Texte de la page:
══════

ActualitésDOSSIERS :: 7 décembre 1993-7 décembre 2013 : Il y a vingt ans, la mort de Félix (...)

La mort de Nelson Mandela, ce jeudi 5 décembre 2013, efface quelque peu dans la mémoire des africanistes l’anniversaire de la mort de Félix Houphouët-Boigny, voici vingt ans, le 7 décembre 1993. 1993, c’était l’année où, justement, Mandela et Frederik De Klerk avaient obtenu le prix Nobel de la paix (ils avaient été couronnés, déjà, par le prix Félix Houphouët-Boigny pour la recherche de la paix 1991).

Félix Houphouët-Boigny et Nelson Mandela auront eu une longue vie. Politiquement exceptionnelle. Mais rien de comparable entre l’un et l’autre, entre le riche planteur, ministre de la République française avant d’être propulsé tout naturellement président de la République de Côte d’Ivoire, et le militant nationaliste qui a passé plus d’un quart de sa vie dans les geôles d’un pouvoir raciste et exploiteur. Si ce n’est cette capacité à s’inscrire dans une démarche réaliste. On peut ainsi penser - peut-être abusivement, l’histoire en jugera -, que le réalisme du « Vieux », lorsqu’il a prôné, dans les années 1970, le « dialogue » avec l’Afrique du Sud, préfigurait ce qui se passera dans les années 1980 quand De Klerk engagera le… dialogue avec Mandela.

══════

Données affichées:
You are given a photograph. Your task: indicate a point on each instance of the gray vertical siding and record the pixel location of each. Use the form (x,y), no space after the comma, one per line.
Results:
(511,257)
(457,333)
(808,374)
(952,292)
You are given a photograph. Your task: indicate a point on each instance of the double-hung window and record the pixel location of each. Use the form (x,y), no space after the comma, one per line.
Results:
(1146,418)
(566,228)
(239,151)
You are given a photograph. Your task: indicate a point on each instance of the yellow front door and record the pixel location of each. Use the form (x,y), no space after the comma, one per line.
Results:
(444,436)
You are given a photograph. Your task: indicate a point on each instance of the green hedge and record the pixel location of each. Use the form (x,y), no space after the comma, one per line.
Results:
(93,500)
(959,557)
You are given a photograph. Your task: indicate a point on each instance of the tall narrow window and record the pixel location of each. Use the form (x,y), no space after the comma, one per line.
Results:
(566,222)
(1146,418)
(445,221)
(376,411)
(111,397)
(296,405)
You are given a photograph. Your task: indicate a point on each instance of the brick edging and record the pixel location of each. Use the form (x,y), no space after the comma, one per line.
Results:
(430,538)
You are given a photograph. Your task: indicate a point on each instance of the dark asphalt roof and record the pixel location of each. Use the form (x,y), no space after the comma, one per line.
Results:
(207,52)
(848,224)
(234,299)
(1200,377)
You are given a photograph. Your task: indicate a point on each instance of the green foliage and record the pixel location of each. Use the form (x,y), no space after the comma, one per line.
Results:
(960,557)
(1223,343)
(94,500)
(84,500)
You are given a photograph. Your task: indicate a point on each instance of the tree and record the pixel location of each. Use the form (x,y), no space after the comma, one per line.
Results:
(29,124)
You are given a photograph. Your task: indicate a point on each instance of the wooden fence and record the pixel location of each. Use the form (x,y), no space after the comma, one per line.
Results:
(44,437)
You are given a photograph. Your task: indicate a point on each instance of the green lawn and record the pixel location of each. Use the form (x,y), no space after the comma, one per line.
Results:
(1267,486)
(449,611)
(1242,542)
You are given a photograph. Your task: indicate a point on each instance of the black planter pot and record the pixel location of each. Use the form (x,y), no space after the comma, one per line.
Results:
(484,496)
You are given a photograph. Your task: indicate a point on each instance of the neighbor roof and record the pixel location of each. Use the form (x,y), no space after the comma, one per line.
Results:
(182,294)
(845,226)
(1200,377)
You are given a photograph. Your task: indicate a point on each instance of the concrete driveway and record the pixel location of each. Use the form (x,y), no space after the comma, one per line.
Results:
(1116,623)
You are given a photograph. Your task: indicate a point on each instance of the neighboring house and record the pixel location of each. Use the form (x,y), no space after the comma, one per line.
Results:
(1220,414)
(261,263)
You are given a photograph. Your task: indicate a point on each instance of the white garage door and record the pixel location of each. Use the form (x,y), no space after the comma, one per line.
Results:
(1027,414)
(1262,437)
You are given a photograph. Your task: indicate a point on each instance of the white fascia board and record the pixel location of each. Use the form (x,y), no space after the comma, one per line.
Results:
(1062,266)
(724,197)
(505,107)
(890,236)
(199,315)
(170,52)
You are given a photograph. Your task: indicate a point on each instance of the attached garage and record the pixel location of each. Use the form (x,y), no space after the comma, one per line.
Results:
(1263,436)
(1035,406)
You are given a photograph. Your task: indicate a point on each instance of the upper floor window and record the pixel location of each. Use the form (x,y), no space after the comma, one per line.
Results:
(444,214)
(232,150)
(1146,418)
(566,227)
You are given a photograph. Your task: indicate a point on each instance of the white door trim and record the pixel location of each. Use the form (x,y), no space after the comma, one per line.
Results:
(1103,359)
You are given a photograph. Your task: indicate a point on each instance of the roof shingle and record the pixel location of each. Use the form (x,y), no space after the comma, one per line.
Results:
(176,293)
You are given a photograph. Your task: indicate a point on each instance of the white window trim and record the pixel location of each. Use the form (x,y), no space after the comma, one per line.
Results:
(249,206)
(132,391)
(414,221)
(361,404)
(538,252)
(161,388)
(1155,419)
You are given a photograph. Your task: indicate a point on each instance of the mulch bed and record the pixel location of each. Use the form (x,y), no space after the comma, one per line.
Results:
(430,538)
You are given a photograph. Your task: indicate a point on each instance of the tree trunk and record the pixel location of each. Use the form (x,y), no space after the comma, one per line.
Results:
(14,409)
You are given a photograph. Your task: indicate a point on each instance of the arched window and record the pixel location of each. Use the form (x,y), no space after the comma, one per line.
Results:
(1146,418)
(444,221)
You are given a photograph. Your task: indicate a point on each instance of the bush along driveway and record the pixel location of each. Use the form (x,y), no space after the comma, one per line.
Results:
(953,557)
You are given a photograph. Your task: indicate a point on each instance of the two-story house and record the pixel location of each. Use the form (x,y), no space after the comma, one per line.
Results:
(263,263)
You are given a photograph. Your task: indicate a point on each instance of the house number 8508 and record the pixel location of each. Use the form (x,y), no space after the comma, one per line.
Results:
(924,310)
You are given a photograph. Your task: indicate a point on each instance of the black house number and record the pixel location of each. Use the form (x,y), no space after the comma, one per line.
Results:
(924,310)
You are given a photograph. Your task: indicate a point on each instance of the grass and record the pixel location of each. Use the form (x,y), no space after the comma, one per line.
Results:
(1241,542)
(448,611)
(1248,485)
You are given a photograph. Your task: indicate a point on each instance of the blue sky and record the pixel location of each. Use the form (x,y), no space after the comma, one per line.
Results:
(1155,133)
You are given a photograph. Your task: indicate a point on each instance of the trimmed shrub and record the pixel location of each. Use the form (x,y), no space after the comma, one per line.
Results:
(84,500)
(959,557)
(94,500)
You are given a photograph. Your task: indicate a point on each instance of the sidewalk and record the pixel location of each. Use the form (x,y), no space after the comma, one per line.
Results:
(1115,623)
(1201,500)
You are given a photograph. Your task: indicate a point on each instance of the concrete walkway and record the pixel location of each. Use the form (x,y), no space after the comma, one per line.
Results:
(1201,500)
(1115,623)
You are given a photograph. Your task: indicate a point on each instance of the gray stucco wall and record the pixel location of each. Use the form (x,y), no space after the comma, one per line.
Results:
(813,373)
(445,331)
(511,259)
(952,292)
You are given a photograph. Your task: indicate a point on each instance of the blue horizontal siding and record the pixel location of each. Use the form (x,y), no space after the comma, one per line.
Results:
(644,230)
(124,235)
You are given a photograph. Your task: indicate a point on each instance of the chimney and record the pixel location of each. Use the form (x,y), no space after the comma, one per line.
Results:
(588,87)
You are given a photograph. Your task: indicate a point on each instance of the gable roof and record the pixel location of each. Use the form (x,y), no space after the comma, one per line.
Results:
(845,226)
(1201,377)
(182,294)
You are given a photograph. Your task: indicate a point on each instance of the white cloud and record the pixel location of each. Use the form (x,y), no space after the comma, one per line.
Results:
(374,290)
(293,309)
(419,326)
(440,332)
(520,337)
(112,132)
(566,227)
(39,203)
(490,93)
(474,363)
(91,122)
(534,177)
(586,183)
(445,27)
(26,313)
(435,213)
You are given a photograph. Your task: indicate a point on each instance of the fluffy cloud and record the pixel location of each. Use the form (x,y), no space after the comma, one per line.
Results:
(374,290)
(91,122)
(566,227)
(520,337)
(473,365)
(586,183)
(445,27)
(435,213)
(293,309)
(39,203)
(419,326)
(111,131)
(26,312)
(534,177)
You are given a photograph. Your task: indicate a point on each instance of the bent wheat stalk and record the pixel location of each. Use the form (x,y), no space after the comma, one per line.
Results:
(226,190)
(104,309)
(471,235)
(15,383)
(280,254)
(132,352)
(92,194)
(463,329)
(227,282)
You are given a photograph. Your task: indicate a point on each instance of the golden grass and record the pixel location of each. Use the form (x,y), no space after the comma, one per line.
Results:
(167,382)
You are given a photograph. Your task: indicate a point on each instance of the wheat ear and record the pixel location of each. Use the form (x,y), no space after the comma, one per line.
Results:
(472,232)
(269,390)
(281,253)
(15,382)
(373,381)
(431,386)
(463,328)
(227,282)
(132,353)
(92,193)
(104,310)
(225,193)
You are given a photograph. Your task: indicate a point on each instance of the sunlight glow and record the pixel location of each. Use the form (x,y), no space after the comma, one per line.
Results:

══════

À compléter:
a: Mettez à jour le passage de l'article sur Houphouët-Boigny et Mandela qui va de « Félix Houphouët-Boigny et » jusqu'à « dialogue avec Mandela. », en remplaçant « quart » par « tiers ».
b: Donnez la suite de l'article sur Houphouët-Boigny et Mandela.

Réponses fournies:
a:
Félix Houphouët-Boigny et Nelson Mandela auront eu une longue vie. Politiquement exceptionnelle. Mais rien de comparable entre l’un et l’autre, entre le riche planteur, ministre de la République française avant d’être propulsé tout naturellement président de la République de Côte d’Ivoire, et le militant nationaliste qui a passé plus d’un tiers de sa vie dans les geôles d’un pouvoir raciste et exploiteur. Si ce n’est cette capacité à s’inscrire dans une démarche réaliste. On peut ainsi penser - peut-être abusivement, l’histoire en jugera -, que le réalisme du « Vieux », lorsqu’il a prôné, dans les années 1970, le « dialogue » avec l’Afrique du Sud, préfigurait ce qui se passera dans les années 1980 quand De Klerk engagera le… dialogue avec Mandela.

b:
Quoi qu’il en soit, plus qu’aucun autre chef d’Etat en Afrique et dans le monde, Félix Houphouët-Boigny pouvait prétendre avoir été un homme politique du XXème siècle. Né, officiellement, dans les premières années de celui-ci, il est mort à quelques encablures de la naissance du XXIème siècle. Il a ainsi connu l’instauration par la France de la colonie de Côte d’Ivoire – qui a eu 100 ans l’année de sa mort, c’était le 10 mars 1993 – la pacification, l’administration coloniale, les luttes pour l’autonomie, l’indépendance enfin et son cortège de joies et de peines, d’espérances et de déceptions.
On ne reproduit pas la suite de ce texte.